**Aim of the task**.
Extend the news report below on the Nebraska poll about raising tobacco taxes, picking up right after its last sentence.

**Text under study**.
####
LINCOLN — Smokers beware: A new poll says that most Nebraskans support higher tobacco taxes so that property taxes could be reduced.
The American Cancer Society on Friday released a survey indicating that 68 percent of likely voters in Nebraska favor raising taxes on tobacco. A portion of the new revenue would go to property tax relief and to programs to help smokers quit.
Only 29 percent of respondents strongly or somewhat opposed the idea.
In the Oct. 6-8 poll of 500 likely voters, 58 percent supported a $1-a-pack increase in taxes on cigarettes. That would raise the state tax to $1.64 a pack.
That's just above the average state tax of $1.53 per pack and higher than Iowa's tax of $1.36 a pack.
The focus on property tax relief is a change for anti-smoking forces.
A bill pending in the Legislature calls for using any new revenue from a tobacco tax increase for Medicaid providers and other health care costs, not for property tax relief.
But people have told a legislative committee looking at how to make state taxes more fair that they want property tax relief.
Dave Holmquist of the Nebraska branch of the American Cancer Society said it seems like a “viable option'' to use a portion of the estimated $72 million in new revenue from higher tobacco taxes for property tax relief.
####
**Data to examine**.
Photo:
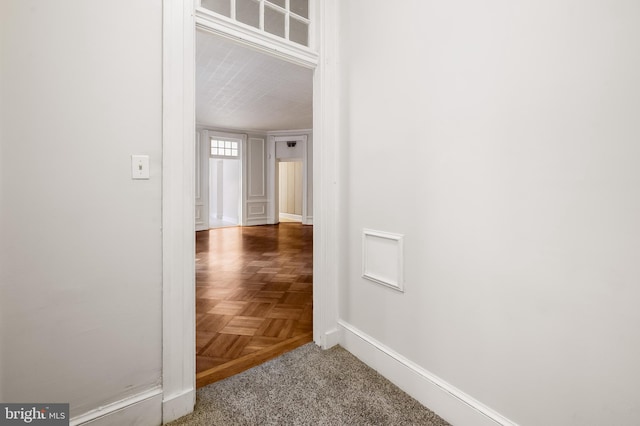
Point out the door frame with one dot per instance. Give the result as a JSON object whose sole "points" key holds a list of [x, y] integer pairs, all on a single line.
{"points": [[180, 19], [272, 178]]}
####
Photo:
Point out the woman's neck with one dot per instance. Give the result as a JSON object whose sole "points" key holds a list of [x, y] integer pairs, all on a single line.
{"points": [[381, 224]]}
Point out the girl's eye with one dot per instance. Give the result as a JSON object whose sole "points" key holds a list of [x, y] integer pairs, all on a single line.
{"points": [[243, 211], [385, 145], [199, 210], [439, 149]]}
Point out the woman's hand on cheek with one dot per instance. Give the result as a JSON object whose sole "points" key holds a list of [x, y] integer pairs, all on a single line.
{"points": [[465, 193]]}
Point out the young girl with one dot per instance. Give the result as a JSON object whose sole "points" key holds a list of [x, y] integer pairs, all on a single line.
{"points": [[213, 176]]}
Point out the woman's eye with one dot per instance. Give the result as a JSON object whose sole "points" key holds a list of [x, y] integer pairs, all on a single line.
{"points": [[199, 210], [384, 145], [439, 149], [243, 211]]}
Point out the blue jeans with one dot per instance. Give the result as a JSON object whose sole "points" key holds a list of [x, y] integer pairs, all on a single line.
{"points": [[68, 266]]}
####
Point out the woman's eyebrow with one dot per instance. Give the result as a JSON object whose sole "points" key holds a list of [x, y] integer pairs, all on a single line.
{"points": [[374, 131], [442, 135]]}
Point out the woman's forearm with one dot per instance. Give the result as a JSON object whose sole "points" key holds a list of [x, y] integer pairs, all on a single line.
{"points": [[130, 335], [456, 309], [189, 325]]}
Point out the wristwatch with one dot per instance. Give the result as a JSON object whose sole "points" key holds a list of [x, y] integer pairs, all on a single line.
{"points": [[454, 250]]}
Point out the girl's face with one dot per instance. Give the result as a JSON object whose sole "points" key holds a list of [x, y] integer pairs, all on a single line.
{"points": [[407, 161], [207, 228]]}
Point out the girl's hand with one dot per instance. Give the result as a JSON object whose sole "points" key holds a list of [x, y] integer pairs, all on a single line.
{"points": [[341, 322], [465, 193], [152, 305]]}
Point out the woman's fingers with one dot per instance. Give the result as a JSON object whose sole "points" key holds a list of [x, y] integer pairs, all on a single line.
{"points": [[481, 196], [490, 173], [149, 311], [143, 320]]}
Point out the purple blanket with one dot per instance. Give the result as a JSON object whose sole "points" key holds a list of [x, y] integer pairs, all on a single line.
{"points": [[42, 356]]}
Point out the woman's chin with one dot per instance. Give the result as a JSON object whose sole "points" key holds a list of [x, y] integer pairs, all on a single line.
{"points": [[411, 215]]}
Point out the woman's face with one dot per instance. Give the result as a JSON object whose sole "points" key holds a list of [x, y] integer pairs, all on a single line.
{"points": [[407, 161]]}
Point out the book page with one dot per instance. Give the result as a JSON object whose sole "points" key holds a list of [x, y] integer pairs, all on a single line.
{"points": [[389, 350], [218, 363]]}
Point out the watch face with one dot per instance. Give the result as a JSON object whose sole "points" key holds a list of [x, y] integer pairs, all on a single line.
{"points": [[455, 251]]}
####
**Exercise response**.
“Our bottom line is to save lives,” Holmquist said. “What the Legislature does with the money is up to them.”
Officials said raising tobacco taxes is a proven way to prevent young people from taking up smoking and cutting the overall rate of tobacco use. They estimated that a $1-a-pack increase would reduce youth smoking by 15 percent.
That same argument was used last year, but it did not persuade a majority of the Revenue Committee to advance a cigarette tax increase for debate by the full Legislature. The last time the state raised tobacco taxes was in 2002.
The telephone and cellphone poll was conducted by Public Opinion Strategies and had a margin of error of 4.38 percentage points.